== Extrait ==
────

Qui est à bord de Zéro ? Le capitaine Philippe, « lo scrittore » de ces lignes, et Bertrand, qui doit prochainement faire partie du cercle restreint des co-skippers de ce joli voilier.
Passé la pointe sud-ouest, à 25 milles du port de Kalamata, le vent arrive et ne nous quittera plus. Si ce n’est quelques heures en fin de la seconde nuit et la toute dernière approche de Syracuse. Aucune voile en vue mais pas mal de cargos croisés qui remontent vers l’Adriatique.
Le vent s’est installé ouest et nous oblige à négocier un près efficace. Vitesse contre cap… Des compromis, toujours des compromis. Pour un vent de 10 à 17 nœuds, le voilier nous aura assuré une vitesse moyenne de 7 nœuds. Ce qui est plutôt confortable !

────

== Enregistrements fournis ==
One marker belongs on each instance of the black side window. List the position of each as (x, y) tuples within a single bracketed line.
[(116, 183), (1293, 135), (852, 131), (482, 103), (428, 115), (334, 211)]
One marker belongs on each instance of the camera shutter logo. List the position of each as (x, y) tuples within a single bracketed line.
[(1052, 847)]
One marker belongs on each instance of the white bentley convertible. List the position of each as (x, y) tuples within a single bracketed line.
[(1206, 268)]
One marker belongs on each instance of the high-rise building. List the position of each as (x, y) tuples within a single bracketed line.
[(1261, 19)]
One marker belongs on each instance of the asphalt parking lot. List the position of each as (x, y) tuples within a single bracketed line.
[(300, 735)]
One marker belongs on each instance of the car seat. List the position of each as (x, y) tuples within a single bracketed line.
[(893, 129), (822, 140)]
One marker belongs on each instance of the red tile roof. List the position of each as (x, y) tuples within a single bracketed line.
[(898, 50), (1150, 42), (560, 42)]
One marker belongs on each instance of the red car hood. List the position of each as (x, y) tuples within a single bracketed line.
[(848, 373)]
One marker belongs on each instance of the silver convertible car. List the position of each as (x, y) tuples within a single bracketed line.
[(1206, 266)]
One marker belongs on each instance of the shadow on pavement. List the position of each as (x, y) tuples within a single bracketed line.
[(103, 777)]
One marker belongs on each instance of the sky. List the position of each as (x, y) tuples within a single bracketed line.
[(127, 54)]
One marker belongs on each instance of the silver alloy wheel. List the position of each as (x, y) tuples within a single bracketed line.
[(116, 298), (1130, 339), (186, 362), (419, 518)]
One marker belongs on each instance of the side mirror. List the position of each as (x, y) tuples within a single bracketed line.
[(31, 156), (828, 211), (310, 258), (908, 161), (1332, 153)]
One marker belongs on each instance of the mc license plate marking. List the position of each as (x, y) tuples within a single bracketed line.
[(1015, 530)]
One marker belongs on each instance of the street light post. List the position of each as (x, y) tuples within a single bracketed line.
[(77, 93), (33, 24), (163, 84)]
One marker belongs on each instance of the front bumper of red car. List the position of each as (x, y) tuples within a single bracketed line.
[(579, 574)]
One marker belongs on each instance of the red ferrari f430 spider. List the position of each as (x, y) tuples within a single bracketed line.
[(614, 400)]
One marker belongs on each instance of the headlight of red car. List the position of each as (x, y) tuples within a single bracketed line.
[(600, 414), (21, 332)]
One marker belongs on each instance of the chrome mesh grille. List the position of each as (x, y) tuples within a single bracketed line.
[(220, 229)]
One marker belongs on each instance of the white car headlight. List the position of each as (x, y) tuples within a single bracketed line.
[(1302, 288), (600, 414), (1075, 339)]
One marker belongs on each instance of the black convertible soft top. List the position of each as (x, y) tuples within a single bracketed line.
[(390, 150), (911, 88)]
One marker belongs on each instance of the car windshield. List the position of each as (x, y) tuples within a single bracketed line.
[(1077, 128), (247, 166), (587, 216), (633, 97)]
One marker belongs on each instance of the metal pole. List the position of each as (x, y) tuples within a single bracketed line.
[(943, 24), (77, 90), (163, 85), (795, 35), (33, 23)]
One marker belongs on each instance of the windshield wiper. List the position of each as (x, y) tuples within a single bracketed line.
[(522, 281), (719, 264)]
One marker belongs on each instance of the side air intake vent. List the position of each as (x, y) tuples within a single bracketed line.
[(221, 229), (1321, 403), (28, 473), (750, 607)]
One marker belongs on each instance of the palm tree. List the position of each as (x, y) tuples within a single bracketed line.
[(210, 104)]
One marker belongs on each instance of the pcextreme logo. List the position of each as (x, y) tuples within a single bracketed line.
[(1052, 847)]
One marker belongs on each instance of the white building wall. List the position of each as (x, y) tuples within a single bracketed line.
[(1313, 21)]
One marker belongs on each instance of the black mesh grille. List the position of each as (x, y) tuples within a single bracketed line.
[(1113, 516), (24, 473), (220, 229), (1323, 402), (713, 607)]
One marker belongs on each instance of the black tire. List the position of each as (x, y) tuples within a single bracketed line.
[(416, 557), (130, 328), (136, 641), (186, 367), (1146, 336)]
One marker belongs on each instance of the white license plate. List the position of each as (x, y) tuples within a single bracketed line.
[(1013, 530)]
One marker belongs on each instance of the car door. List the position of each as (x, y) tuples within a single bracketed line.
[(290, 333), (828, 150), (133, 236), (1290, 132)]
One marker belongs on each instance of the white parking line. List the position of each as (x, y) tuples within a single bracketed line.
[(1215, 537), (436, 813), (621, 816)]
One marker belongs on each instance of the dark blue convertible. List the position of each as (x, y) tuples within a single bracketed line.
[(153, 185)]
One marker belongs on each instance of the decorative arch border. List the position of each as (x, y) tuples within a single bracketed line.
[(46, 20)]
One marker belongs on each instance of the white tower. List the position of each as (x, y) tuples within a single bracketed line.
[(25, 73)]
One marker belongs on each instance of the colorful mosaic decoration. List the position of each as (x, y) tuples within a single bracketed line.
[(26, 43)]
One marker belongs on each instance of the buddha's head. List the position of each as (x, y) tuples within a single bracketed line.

────

== Objectif 1 ==
Présentez en liste numérotée les lignes des enregistrements, de la ligne qui contient « One marker belongs on each instance of the silver alloy » à celle qui contient « [(31, 156), (828, 211), (310, 258), (908, 161), (1332, 153)] », ces deux lignes comprises et sans les lignes vides.
== Objectif 2 ==
Poursuivez le récit de la traversée à la voile vers Syracuse là où il s'arrête.
L'extrait et les enregistrements sont deux matériaux indépendants l'un de l'autre.

== Résultat 1 ==
1. One marker belongs on each instance of the silver alloy wheel. List the position of each as (x, y) tuples within a single bracketed line.
2. [(116, 298), (1130, 339), (186, 362), (419, 518)]
3. One marker belongs on each instance of the side mirror. List the position of each as (x, y) tuples within a single bracketed line.
4. [(31, 156), (828, 211), (310, 258), (908, 161), (1332, 153)]

== Résultat 2 ==
Bertrand, pendant son quart de la première nuit, aura eu la chance de voir une explosion de l’Etna. Un phare incandescent qui nous ramène à l’antiquité.
La vie s’organise. L’équipage prend ses marques.
Bonne bouffe mais aucun poisson ne s’invite à notre table.
Quelques inquiétudes sur l’état de la cave... corrigées par le tonneau de rhum que Philippe gardait précautionneusement en réserve sous sa couchette. Il aura survécu à une transat mais on le met en perce pour tester son degré. Avis aux suivants, il en reste quelques litres en cas de disette… Et il titre bien ses 50° !
Arrivée à Syracuse… Les cafés sont ouverts !
La baie, bien sûr, la baie. Le site est exceptionnel. Les façades sont ocres, roses et jaunes… parfois décrépites. Des terrasses, des bas-reliefs mystérieux, c’est la douceur de vivre et les couleurs vives des agrumes du sud. Seule fausse note au tableau, un immense paquebot, en escale forcée, gros comme un quartier, qui bloque la vue et nous rappelle que nous vivons une parenthèse sans touristes.
Ici, les sens sont en éveil. La ville est à voir, à entendre, à se sentir… et ce putain d’air dans la tête qui ne veut plus me quitter. Ah vraiment, merci Henri pour ton Syracuse !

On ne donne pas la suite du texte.